**Task instructions**
Please reproduce every one of the records below line for line, leaving the pictures out of your answer.

>> BEGIN Given data

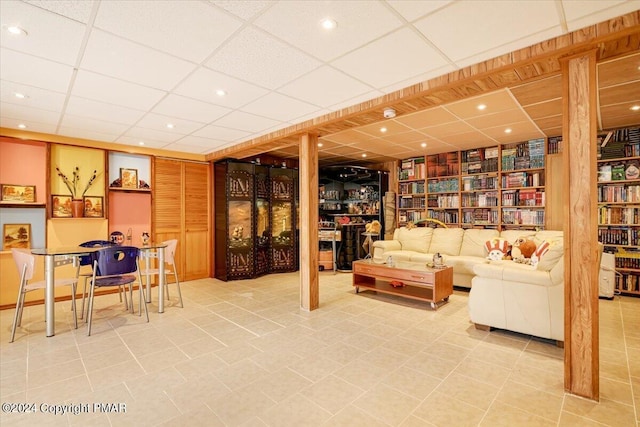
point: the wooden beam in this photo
(309, 295)
(581, 251)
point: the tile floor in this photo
(243, 354)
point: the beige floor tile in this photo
(501, 414)
(441, 410)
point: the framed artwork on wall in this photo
(93, 207)
(18, 193)
(16, 236)
(129, 178)
(60, 206)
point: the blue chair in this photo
(87, 260)
(113, 266)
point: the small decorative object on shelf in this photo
(18, 193)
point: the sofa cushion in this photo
(415, 239)
(446, 241)
(473, 242)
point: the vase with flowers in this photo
(74, 187)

>> END Given data

**Expected answer**
point: the wooden beam in this photo
(309, 295)
(581, 251)
point: the tile floor in this photo
(243, 354)
point: the beige floor tile in this photo
(501, 414)
(441, 410)
point: the framed artwork on wall in this photo
(93, 207)
(18, 193)
(16, 236)
(129, 178)
(60, 206)
point: the blue chair in this photo
(87, 260)
(113, 266)
point: the small decorative object on shelf in this photo
(18, 193)
point: the sofa cushion in this photo
(415, 239)
(446, 241)
(473, 242)
point: the vase with flowers in this photo
(74, 187)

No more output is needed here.